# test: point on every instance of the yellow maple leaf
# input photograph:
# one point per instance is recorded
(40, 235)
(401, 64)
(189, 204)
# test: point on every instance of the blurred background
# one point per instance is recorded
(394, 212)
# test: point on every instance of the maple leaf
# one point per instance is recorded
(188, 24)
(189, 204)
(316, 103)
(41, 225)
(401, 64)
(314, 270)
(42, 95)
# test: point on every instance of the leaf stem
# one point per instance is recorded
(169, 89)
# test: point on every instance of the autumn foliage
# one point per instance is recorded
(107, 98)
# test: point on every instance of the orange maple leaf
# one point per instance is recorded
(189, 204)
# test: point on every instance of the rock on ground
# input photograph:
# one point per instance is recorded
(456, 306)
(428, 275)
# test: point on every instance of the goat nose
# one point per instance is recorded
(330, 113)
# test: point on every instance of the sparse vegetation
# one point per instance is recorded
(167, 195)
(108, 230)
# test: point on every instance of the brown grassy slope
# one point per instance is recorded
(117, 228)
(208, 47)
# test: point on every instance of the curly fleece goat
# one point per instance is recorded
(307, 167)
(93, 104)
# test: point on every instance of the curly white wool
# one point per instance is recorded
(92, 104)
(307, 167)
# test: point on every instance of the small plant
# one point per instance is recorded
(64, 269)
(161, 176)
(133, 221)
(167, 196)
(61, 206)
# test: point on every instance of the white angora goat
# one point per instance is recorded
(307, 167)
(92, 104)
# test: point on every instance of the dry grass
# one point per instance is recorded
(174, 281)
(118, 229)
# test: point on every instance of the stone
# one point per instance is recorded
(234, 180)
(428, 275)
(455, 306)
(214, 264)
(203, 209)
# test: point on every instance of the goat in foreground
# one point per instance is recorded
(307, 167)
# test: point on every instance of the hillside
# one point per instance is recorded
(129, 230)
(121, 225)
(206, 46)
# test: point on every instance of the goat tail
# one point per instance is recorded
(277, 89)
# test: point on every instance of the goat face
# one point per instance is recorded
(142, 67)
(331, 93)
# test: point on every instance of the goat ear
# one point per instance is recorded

* * *

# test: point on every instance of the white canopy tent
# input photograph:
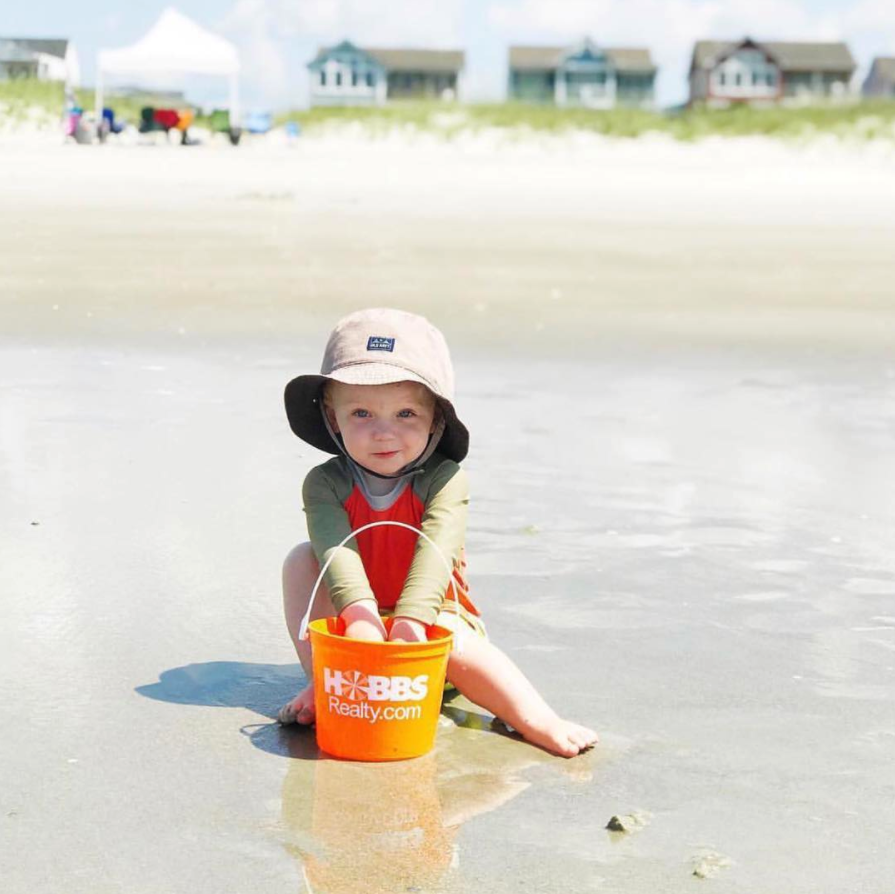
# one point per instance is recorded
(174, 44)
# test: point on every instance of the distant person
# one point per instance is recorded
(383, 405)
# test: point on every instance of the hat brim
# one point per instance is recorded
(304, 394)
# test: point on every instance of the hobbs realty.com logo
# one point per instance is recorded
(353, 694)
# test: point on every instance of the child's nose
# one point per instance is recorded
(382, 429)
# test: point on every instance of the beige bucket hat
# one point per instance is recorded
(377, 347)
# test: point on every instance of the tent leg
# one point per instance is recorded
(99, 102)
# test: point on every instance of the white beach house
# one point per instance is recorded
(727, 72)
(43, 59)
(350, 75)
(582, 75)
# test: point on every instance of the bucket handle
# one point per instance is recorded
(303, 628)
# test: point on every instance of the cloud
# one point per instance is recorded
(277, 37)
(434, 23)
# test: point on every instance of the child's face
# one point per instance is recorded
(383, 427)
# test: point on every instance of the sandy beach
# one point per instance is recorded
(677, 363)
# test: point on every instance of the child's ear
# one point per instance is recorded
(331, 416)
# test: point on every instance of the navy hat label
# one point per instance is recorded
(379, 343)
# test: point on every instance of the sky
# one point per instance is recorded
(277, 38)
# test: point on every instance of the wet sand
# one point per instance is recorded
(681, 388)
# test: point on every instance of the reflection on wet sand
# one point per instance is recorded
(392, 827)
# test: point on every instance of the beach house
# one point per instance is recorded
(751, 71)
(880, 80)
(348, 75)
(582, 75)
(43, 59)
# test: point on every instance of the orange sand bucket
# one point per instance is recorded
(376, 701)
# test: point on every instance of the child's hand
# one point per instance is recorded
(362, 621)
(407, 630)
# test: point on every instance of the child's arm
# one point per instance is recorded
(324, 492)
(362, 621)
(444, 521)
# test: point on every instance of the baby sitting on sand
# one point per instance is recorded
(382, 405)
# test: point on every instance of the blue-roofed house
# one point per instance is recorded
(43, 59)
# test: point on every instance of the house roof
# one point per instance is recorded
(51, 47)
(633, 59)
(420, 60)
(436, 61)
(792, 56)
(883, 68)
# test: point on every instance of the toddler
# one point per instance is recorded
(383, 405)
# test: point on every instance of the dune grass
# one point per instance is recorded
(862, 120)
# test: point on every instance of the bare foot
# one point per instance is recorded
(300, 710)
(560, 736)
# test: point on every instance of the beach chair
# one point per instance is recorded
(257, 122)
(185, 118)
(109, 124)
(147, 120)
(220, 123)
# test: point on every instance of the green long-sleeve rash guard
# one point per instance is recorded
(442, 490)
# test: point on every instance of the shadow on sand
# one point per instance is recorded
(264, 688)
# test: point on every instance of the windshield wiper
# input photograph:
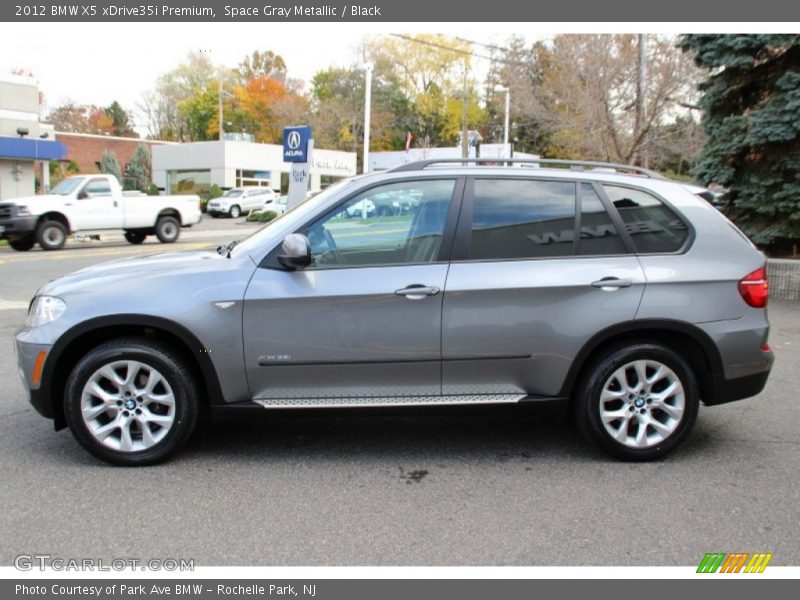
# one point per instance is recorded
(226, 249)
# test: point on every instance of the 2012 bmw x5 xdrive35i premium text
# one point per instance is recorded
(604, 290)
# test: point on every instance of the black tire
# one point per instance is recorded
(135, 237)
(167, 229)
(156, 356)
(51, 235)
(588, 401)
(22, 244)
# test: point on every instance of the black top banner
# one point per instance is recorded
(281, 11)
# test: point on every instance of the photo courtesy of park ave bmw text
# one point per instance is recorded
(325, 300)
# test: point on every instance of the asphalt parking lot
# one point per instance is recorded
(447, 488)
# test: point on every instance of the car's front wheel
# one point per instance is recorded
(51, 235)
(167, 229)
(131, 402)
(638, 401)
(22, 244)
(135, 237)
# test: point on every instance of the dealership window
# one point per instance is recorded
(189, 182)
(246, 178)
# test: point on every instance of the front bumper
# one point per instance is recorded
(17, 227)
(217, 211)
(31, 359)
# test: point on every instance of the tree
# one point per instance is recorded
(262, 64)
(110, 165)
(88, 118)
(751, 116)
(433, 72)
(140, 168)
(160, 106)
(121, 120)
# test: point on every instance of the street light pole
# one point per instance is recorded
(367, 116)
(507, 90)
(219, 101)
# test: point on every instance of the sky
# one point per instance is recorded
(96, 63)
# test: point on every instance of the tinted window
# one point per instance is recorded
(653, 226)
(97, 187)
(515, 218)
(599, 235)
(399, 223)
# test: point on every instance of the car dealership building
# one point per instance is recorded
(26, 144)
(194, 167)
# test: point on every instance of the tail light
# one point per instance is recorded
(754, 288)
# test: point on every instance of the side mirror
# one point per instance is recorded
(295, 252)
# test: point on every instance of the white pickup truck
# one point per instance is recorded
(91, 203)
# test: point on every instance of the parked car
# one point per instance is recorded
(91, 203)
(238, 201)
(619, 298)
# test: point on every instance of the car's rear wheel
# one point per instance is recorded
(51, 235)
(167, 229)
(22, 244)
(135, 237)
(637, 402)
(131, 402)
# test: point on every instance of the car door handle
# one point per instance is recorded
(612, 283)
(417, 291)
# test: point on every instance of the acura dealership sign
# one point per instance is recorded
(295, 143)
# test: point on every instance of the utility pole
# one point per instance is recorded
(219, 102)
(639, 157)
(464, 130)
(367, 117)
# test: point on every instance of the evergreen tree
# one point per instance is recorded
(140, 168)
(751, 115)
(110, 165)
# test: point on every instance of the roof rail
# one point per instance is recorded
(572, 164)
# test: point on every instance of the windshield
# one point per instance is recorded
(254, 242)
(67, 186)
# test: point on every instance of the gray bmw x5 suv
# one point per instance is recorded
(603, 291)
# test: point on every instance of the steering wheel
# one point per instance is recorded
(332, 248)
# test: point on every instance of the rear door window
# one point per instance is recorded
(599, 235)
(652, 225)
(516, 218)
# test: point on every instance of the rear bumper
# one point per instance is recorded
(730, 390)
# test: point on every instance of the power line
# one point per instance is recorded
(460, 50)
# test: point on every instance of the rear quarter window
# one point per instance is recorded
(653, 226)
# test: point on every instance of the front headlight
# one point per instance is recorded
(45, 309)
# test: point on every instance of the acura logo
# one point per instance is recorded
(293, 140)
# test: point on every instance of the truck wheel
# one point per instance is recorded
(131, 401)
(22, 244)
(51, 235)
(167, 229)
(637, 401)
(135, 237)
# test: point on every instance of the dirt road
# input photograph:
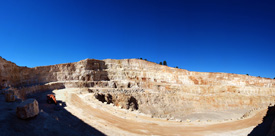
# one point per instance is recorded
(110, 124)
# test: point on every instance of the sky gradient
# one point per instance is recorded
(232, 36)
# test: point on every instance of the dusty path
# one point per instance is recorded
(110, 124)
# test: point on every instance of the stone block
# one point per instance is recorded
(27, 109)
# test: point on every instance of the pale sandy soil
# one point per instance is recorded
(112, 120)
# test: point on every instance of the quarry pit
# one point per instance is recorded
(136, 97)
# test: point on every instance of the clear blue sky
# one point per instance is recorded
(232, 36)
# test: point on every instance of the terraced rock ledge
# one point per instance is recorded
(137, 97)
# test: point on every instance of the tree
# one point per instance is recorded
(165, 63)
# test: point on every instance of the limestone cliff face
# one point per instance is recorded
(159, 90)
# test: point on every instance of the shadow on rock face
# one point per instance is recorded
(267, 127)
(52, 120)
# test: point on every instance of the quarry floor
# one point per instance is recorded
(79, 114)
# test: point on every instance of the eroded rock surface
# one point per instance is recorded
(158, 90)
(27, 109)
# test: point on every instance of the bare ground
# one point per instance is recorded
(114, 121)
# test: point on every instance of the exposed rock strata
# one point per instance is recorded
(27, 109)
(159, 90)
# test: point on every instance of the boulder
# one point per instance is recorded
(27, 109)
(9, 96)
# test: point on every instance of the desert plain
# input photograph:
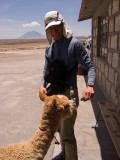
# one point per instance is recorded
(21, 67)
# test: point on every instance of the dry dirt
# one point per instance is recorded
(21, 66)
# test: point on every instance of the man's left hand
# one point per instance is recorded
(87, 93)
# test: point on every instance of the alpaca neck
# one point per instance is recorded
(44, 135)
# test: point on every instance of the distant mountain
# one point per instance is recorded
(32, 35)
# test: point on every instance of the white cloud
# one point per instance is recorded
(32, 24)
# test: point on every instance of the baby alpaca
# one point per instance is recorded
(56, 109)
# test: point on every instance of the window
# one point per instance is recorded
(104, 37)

OBJECTIVE> Gather every line in the rows above that contains the string "shadow" and copy each of those lines in full. Case counts.

REPLY>
# test: point on every instance of the shadow on sand
# test: point on every instance of the shadow on rock face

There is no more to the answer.